__PROBLEM TO SOLVE__
The answer is a stretch of the material below, returned exactly: the line containing "Task: locate the antenna", the line containing "Task: locate the vertical", and all lines between.

__SUPPLIED DATA__
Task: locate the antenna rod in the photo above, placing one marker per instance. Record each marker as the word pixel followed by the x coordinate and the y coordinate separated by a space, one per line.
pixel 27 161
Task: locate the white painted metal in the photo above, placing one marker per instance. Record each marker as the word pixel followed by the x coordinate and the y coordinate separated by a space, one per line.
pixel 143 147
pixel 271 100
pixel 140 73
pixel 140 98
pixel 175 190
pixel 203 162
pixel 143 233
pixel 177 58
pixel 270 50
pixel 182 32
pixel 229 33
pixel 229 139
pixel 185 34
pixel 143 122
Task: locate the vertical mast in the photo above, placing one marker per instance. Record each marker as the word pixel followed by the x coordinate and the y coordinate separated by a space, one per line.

* * *

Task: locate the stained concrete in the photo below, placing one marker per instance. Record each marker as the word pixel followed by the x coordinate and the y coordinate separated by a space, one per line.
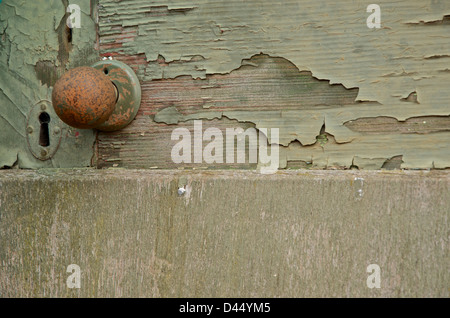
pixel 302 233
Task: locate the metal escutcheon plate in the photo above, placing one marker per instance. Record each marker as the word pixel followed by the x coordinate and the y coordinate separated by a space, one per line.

__EXPECTED ANSWER__
Task: locate the antenna rod in the photo above, placing one marker per instance. Record each marker as the word pixel followed by the x coordinate and the y coordinate separated by a space, one per line.
pixel 27 161
Task: locate the white painted metal in the photo above, placing one marker per instance. Record each marker as the word pixel followed by the x coordinate and the y coordinate separated by a space, one per line.
pixel 143 147
pixel 271 100
pixel 140 73
pixel 140 98
pixel 175 190
pixel 203 162
pixel 143 233
pixel 177 58
pixel 270 50
pixel 182 32
pixel 229 33
pixel 229 139
pixel 185 34
pixel 143 122
Task: locate the vertical mast in the photo above, placing one marker per instance. Record each marker as the word pixel followed by the x coordinate and the y coordinate separated by a space, one per line.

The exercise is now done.